Dataset content:
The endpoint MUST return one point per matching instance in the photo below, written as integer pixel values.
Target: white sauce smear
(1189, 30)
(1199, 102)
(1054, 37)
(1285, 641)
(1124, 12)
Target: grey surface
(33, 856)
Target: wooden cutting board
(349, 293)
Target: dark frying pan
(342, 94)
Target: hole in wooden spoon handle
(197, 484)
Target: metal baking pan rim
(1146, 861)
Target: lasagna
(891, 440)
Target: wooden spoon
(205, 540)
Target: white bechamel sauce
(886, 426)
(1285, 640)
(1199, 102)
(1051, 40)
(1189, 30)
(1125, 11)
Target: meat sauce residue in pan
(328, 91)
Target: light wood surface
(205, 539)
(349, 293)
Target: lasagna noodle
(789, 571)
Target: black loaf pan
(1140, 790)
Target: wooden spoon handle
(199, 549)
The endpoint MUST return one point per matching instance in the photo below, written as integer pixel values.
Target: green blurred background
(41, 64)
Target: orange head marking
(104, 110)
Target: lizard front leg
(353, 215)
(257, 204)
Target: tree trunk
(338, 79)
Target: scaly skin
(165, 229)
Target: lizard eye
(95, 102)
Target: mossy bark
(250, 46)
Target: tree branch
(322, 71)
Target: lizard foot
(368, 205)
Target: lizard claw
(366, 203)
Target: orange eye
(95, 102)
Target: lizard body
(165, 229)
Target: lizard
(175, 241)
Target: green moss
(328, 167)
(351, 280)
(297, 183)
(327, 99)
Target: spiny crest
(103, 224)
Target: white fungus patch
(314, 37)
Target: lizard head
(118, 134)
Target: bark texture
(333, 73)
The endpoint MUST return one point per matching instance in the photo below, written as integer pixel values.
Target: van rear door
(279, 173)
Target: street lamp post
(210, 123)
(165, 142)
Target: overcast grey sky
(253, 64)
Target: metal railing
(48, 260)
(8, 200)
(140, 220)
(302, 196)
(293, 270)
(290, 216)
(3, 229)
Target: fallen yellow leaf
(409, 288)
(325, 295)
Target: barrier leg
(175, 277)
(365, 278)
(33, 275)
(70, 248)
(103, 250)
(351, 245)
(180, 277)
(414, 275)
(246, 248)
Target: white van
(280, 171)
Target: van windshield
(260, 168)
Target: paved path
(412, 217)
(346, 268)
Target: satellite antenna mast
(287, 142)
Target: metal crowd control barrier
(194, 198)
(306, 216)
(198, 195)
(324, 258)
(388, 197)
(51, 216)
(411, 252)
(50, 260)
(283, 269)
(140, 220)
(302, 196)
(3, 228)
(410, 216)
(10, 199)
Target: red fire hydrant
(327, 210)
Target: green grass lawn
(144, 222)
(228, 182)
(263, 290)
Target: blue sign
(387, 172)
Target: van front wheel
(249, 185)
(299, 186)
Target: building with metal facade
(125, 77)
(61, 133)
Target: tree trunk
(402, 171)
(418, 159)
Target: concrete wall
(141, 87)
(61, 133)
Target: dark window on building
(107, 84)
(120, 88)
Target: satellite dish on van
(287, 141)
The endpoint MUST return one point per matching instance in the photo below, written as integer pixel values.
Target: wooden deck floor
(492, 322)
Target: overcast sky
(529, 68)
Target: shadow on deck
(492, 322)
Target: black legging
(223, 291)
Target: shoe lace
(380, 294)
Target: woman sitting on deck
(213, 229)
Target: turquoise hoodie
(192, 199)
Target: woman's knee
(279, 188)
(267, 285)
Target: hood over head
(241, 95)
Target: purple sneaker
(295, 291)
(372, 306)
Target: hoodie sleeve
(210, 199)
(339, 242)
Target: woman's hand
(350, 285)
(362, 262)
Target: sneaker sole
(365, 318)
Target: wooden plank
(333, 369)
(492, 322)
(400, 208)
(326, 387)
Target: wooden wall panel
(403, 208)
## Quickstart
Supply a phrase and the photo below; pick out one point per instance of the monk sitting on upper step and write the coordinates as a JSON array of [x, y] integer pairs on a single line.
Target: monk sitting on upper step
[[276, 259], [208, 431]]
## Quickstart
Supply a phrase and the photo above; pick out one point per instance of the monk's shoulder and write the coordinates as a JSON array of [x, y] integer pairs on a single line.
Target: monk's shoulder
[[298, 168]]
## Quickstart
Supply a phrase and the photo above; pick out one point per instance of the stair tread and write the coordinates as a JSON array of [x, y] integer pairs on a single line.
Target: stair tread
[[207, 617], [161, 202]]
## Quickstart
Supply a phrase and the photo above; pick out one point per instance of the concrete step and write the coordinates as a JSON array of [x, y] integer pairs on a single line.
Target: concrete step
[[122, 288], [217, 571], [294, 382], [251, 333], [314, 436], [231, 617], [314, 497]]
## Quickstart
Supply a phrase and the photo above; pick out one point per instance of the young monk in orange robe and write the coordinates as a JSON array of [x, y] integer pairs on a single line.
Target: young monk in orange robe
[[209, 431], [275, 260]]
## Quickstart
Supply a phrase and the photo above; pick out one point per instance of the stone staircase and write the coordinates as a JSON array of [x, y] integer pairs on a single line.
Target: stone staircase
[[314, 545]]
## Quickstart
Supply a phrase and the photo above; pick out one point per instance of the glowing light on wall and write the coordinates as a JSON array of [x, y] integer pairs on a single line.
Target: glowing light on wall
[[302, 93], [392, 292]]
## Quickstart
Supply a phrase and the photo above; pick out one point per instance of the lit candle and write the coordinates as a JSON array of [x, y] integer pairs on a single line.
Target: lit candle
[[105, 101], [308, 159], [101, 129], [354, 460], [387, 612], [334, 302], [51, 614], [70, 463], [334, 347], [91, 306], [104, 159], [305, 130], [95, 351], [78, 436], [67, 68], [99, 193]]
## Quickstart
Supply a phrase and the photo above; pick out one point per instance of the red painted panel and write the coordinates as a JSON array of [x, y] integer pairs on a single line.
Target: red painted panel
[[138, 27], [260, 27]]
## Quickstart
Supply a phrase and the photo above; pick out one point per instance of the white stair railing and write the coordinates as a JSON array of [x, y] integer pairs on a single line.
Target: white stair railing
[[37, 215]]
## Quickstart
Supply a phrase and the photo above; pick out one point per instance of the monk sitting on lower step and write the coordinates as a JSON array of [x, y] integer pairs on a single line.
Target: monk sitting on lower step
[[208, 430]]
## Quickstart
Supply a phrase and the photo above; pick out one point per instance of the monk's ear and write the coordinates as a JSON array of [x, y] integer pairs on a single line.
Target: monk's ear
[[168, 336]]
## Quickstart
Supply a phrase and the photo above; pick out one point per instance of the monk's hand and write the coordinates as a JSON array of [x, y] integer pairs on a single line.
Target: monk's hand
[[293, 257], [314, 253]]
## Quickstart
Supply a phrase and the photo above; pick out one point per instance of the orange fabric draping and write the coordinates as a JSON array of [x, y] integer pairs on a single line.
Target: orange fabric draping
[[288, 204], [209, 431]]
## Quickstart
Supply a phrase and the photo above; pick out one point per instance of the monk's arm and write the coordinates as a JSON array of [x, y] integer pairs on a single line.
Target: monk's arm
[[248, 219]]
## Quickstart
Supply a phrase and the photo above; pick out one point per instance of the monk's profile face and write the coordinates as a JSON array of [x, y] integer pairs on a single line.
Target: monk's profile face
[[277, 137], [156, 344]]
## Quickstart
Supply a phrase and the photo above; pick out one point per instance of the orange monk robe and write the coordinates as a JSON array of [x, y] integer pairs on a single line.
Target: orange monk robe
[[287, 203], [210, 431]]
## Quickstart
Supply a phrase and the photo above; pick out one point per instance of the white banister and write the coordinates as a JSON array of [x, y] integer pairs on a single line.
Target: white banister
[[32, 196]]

Exercise:
Reproduce each record exactly, leaving nothing out.

Output for this exercise:
The endpoint MUST return one point per matching instance in the photo below, written as integer pixel values.
Target: white sauce smear
(1189, 30)
(1199, 102)
(1054, 37)
(1285, 641)
(1124, 12)
Target: grey surface
(33, 856)
Target: wooden cutting board
(349, 293)
Target: dark frying pan
(342, 94)
Target: hole in wooden spoon handle
(197, 484)
Target: metal baking pan rim
(1146, 861)
Target: lasagna
(891, 440)
Target: wooden spoon
(205, 540)
Target: white bechamel sauce
(886, 426)
(1285, 640)
(1199, 102)
(1051, 40)
(1189, 30)
(1125, 11)
Target: meat sauce residue in pan
(328, 91)
Target: light wood surface
(205, 539)
(349, 293)
Target: lasagna noodle
(789, 571)
Target: black loaf pan
(1140, 790)
Target: wooden spoon handle
(199, 549)
The endpoint MUST return one point per matching instance in the photo below, written as integer pixel values.
Target: green blurred background
(41, 64)
Target: orange head marking
(104, 110)
Target: lizard front leg
(353, 215)
(257, 204)
Target: tree trunk
(338, 79)
Target: scaly skin
(165, 229)
Target: lizard eye
(95, 102)
Target: mossy bark
(250, 46)
Target: tree branch
(322, 71)
Target: lizard foot
(368, 205)
Target: lizard claw
(366, 203)
Target: orange eye
(95, 102)
Target: lizard body
(165, 229)
Target: lizard
(175, 241)
Target: green moss
(328, 167)
(351, 280)
(297, 183)
(327, 99)
Target: spiny crest
(103, 224)
Target: white fungus patch
(314, 37)
Target: lizard head
(118, 134)
Target: bark texture
(333, 73)
The endpoint MUST return one point per matching instance in the photo below, written as integer pixel values.
Target: van rear door
(279, 173)
Target: street lamp post
(210, 123)
(165, 142)
Target: overcast grey sky
(253, 64)
Target: metal railing
(48, 260)
(8, 200)
(140, 220)
(302, 196)
(293, 270)
(290, 216)
(3, 229)
Target: fallen yellow leaf
(409, 288)
(325, 295)
Target: barrier leg
(175, 277)
(365, 278)
(33, 275)
(70, 248)
(103, 250)
(351, 245)
(180, 277)
(414, 275)
(246, 248)
Target: white van
(280, 171)
Target: van windshield
(260, 168)
Target: paved path
(412, 217)
(346, 268)
Target: satellite antenna mast
(287, 142)
Target: metal crowd control barrier
(194, 198)
(306, 216)
(198, 195)
(324, 258)
(388, 197)
(51, 216)
(411, 252)
(50, 260)
(283, 269)
(140, 220)
(302, 196)
(3, 228)
(410, 216)
(10, 199)
Target: red fire hydrant
(327, 210)
Target: green grass lawn
(144, 222)
(228, 182)
(263, 290)
Target: blue sign
(387, 172)
Target: van front wheel
(249, 185)
(299, 186)
Target: building with metal facade
(125, 77)
(61, 133)
Target: tree trunk
(402, 171)
(418, 159)
Target: concrete wall
(141, 87)
(61, 133)
Target: dark window on building
(107, 84)
(120, 88)
Target: satellite dish on van
(287, 141)
The endpoint MUST return one point per matching instance in the photo below, written as integer pixel values.
Target: wooden deck floor
(492, 322)
Target: overcast sky
(529, 68)
Target: shadow on deck
(492, 322)
Target: black legging
(223, 291)
Target: shoe lace
(380, 294)
Target: woman sitting on deck
(213, 229)
Target: turquoise hoodie
(192, 199)
Target: woman's knee
(279, 188)
(267, 285)
Target: hood over head
(241, 95)
Target: purple sneaker
(295, 291)
(372, 306)
Target: hoodie sleeve
(210, 199)
(339, 242)
Target: woman's hand
(350, 285)
(362, 262)
Target: sneaker sole
(365, 318)
Target: wooden plank
(333, 369)
(492, 322)
(400, 208)
(326, 387)
Target: wooden wall panel
(403, 208)
## Quickstart
Supply a phrase and the photo below; pick out one point per instance of the monk sitting on upper step and write the coordinates as a JSON array of [x, y] integer pairs on a single line.
Target: monk sitting on upper step
[[276, 259], [208, 431]]
## Quickstart
Supply a phrase and the photo above; pick out one point per instance of the monk's shoulder and write the coordinates as a JSON array of [x, y] integer pairs on a single line.
Target: monk's shoulder
[[298, 168]]
## Quickstart
Supply a phrase and the photo above; pick out one point per instance of the stair tread and write the coordinates as a JSON array of [x, y] integer pairs on a single line.
Target: stair tread
[[207, 617], [161, 202]]
## Quickstart
Supply a phrase and the photo above; pick out one point per instance of the concrete step and write the coordinates as a JSON array of [x, y] integer pairs on a single line.
Target: concrete step
[[122, 288], [217, 571], [294, 382], [251, 333], [314, 436], [231, 617], [314, 497]]
## Quickstart
Supply a phrase and the photo above; pick out one point per instance of the young monk in orange robe and write the coordinates as a JSON array of [x, y] integer pairs on a single line.
Target: young monk in orange robe
[[209, 431], [275, 260]]
## Quickstart
Supply a phrase and the photo above; pick out one point per instance of the stone staircase and write the coordinates as a JSON array of [x, y] integer pairs on a single line.
Target: stone staircase
[[314, 545]]
## Quickstart
Supply a phrase and the photo above; pick out one point per instance of the glowing light on wall and write the coordinates as a JSON array of [x, y] integer pairs on a single line.
Target: glowing light on wall
[[302, 93], [392, 292]]
## Quickstart
Supply a phrase and the photo above; pick out one point per instance of the lit candle and write the coordinates as a JSON array of [x, y] integer pairs on a single line.
Target: lit candle
[[105, 101], [308, 159], [101, 129], [354, 460], [387, 612], [334, 302], [51, 614], [70, 463], [334, 347], [91, 306], [104, 159], [305, 130], [95, 351], [78, 436], [67, 68], [99, 193]]
## Quickstart
Supply a phrase and the photo above; pick out one point per instance of the red painted panel and write the coordinates as a JSON array of [x, y] integer pairs on a single line.
Target: red painted panel
[[138, 27], [260, 27]]
## Quickstart
Supply a phrase and the photo above; pick out one point per instance of the white stair railing and write the coordinates as a JSON array of [x, y] integer pairs on a single line.
Target: white stair railing
[[37, 215]]
## Quickstart
Supply a phrase and the photo above; pick out one point per instance of the monk sitting on lower step and write the coordinates as a JSON array of [x, y] integer pairs on a single line.
Target: monk sitting on lower step
[[208, 430]]
## Quickstart
Supply a phrase and the photo above; pick out one point per instance of the monk's ear and write the coordinates as a JSON array of [x, y] integer pairs on a single line.
Target: monk's ear
[[168, 336]]
## Quickstart
Supply a phrase and the photo above; pick out one point per instance of the monk's hand and write the coordinates as a JSON array of [x, y] integer pairs on a single line.
Target: monk's hand
[[293, 257], [314, 253]]
## Quickstart
Supply a phrase and the photo above; pick out one point per instance of the orange fabric draping and write the coordinates as a JSON array of [x, y] integer pairs on a single line.
Target: orange fabric draping
[[288, 204], [209, 431]]
## Quickstart
Supply a phrase and the photo above; pick out one point per instance of the monk's arm and write the coordinates as a JSON array of [x, y] integer pairs on a single line.
Target: monk's arm
[[248, 219]]
## Quickstart
Supply a phrase and the photo above; pick out one point per instance of the monk's profile face and write the coordinates as a JSON array of [x, y] integer pairs on a single line.
Target: monk's profile face
[[277, 137], [156, 344]]
## Quickstart
Supply a phrase and the photo above; pick out one point per instance of the orange monk robe and write the coordinates as a JSON array of [x, y] integer pairs on a single line.
Target: orange monk robe
[[287, 203], [210, 431]]
## Quickstart
Supply a phrase and the photo above; pick out one point per instance of the white banister and write the coordinates as a JSON array of [x, y] integer pairs on a single line.
Target: white banister
[[32, 196]]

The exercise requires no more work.